> _Set exercise_
Return each line of the records below that contains the word "flag", treating uppercase and lowercase as different.

(Coordinate annotation records)

================================

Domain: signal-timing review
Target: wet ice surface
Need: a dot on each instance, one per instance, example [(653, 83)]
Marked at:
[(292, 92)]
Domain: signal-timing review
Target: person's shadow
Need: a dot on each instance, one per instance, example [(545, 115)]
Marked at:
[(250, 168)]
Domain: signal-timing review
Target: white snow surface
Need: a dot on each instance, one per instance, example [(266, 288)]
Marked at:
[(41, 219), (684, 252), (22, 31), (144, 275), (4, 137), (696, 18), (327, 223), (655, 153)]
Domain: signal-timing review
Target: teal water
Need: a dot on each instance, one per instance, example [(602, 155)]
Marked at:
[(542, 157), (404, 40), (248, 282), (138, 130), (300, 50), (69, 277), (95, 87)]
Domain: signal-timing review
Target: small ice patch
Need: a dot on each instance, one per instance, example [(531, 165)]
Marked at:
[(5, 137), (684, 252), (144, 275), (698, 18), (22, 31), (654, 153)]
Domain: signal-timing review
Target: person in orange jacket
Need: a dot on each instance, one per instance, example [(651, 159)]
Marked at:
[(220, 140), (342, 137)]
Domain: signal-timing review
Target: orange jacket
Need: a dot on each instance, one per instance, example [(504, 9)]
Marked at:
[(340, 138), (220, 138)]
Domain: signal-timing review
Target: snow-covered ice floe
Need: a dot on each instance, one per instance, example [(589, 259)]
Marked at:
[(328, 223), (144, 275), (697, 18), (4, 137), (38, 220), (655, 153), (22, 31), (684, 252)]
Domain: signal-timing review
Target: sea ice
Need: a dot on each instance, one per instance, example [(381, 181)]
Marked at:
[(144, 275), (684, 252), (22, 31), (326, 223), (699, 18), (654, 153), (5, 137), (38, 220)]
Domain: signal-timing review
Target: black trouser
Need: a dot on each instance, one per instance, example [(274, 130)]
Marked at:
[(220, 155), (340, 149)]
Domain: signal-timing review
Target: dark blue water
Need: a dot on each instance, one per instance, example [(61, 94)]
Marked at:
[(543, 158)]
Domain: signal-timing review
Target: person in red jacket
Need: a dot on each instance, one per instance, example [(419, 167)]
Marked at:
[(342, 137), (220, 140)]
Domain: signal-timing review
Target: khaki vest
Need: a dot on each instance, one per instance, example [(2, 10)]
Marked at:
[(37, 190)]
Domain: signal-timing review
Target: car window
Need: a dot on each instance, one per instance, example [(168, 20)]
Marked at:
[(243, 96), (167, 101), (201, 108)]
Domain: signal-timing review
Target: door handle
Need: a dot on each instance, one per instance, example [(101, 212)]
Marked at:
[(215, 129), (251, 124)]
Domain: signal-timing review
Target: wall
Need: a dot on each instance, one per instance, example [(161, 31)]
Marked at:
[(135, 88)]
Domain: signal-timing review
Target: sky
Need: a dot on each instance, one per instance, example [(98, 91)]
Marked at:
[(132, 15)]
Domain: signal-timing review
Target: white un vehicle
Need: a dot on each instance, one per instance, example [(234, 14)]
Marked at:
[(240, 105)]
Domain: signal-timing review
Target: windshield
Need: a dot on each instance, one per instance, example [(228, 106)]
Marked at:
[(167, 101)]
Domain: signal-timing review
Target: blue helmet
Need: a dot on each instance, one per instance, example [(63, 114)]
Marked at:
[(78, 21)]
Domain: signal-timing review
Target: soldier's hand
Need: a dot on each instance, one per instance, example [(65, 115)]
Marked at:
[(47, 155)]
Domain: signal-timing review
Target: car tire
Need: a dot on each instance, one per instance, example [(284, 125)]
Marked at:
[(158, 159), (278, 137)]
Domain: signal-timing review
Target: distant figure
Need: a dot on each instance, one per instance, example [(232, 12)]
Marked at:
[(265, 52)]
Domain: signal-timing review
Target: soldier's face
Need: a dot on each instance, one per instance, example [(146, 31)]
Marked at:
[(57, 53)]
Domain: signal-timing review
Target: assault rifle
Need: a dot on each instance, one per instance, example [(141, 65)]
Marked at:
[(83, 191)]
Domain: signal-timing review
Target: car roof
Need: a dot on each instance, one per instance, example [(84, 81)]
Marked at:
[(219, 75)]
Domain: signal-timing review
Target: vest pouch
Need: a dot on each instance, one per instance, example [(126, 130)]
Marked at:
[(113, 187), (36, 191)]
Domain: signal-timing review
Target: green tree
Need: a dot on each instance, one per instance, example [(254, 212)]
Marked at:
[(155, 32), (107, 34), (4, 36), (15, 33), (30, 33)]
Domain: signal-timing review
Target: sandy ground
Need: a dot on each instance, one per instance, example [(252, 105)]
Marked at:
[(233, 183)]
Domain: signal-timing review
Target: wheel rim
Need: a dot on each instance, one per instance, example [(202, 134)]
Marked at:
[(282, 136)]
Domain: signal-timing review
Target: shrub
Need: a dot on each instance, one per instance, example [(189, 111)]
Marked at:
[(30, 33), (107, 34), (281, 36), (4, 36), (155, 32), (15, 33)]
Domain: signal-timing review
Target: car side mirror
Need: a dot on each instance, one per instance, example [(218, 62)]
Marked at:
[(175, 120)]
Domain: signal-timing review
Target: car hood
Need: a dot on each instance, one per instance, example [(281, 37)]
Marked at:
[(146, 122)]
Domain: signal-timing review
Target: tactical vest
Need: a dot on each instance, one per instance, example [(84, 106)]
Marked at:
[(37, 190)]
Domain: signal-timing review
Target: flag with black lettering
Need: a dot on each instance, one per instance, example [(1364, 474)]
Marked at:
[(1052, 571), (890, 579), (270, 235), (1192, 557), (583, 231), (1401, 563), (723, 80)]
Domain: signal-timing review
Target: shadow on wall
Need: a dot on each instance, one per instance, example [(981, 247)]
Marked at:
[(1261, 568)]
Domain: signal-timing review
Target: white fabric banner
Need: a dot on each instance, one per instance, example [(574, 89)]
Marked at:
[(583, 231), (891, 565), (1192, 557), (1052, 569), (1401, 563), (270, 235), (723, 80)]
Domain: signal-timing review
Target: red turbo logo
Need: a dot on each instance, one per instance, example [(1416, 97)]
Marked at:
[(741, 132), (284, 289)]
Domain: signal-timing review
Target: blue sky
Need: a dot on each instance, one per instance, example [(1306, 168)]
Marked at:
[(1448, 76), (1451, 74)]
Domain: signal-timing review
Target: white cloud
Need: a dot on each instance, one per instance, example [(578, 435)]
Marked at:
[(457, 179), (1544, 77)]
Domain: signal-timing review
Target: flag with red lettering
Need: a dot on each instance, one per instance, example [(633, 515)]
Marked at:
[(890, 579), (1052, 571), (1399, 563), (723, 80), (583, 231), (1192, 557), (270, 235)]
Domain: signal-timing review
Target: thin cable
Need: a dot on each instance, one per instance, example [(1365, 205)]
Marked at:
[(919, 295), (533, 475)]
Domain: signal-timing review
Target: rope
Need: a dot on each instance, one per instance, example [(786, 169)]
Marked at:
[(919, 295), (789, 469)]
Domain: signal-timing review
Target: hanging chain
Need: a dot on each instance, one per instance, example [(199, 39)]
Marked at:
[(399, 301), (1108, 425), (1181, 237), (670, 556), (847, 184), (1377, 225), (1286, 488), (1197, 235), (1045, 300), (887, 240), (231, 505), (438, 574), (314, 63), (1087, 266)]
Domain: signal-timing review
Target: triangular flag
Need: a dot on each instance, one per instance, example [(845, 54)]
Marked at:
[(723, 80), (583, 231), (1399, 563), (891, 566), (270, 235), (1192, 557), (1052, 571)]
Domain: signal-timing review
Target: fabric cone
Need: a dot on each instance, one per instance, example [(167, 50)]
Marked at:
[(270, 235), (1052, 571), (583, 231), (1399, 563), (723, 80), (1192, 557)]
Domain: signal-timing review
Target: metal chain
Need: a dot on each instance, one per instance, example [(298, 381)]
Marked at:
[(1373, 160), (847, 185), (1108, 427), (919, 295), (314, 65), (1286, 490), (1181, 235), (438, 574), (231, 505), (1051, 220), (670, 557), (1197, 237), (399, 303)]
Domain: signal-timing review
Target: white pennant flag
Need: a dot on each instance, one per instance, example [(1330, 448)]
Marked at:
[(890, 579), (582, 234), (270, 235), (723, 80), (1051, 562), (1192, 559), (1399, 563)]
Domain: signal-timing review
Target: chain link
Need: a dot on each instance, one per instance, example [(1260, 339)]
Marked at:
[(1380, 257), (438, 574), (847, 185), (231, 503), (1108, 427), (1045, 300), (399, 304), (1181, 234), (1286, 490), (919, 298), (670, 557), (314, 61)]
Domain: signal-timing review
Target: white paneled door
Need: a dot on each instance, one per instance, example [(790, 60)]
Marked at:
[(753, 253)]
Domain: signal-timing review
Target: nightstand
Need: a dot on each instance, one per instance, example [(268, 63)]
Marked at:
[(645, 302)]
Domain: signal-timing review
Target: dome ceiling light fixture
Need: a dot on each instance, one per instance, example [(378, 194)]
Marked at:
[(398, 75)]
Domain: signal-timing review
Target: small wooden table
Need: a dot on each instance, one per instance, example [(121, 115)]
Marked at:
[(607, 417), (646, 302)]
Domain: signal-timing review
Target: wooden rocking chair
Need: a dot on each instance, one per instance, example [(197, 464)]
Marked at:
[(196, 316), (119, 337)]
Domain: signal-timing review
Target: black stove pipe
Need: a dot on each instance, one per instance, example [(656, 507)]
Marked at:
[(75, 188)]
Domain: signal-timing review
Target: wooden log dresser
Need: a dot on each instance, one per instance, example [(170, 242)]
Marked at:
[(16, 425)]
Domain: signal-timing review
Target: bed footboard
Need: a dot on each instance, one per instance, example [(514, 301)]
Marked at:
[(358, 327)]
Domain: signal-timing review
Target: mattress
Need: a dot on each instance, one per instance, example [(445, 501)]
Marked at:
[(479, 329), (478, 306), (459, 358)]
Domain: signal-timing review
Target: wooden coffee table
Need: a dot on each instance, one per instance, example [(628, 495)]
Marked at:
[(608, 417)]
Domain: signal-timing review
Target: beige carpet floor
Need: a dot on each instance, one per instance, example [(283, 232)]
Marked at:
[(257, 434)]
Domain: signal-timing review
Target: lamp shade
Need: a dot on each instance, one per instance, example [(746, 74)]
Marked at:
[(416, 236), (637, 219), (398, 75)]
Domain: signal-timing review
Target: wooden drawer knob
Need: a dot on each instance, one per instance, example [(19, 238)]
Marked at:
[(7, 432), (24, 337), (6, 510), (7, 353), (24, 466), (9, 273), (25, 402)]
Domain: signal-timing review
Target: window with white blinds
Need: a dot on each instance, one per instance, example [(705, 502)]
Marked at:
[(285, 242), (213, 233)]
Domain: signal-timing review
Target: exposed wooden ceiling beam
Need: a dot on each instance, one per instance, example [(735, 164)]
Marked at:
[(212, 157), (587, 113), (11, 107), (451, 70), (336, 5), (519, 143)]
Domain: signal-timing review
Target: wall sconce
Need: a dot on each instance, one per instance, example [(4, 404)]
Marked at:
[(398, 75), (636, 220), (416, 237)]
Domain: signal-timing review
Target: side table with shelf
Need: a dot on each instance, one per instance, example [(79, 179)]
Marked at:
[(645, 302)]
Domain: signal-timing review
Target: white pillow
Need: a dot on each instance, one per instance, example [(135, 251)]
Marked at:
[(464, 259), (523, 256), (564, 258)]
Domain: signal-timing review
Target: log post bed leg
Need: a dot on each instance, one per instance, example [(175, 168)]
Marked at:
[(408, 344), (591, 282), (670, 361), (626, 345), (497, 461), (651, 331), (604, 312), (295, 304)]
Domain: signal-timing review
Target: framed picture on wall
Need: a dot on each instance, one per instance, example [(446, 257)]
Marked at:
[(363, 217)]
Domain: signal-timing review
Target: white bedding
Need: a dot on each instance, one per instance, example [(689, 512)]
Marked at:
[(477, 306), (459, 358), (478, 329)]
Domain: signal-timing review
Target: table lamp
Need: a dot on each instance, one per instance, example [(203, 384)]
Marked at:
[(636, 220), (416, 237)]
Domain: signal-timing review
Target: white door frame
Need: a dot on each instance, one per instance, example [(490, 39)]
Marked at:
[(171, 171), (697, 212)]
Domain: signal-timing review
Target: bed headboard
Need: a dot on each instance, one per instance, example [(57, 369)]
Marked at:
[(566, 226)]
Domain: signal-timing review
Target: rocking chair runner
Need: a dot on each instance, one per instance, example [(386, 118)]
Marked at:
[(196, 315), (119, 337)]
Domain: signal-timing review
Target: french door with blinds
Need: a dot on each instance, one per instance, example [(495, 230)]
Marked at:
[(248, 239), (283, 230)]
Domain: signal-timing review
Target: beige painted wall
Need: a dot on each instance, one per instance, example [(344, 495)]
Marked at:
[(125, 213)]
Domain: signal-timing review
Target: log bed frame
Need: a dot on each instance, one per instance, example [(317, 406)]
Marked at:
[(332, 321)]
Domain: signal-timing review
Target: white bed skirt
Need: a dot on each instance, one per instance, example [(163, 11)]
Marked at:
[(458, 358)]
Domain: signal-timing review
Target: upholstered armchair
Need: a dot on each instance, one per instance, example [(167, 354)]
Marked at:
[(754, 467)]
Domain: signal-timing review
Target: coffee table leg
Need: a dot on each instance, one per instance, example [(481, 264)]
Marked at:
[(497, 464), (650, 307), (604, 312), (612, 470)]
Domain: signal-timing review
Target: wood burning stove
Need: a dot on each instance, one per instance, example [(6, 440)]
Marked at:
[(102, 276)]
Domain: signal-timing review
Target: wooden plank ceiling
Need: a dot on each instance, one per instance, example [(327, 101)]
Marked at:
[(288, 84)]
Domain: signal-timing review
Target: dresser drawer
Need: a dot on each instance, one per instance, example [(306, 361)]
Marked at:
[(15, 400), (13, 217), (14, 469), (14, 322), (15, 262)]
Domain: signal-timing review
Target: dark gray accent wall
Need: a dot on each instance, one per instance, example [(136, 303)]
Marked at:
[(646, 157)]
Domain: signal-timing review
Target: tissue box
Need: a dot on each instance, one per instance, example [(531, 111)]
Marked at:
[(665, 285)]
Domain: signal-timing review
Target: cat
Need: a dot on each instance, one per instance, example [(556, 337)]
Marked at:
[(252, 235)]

================================

> _Solution for this problem_
Target: flag with black lettering
Target: flag with red lettering
Target: triangular flag
Target: white pennant flag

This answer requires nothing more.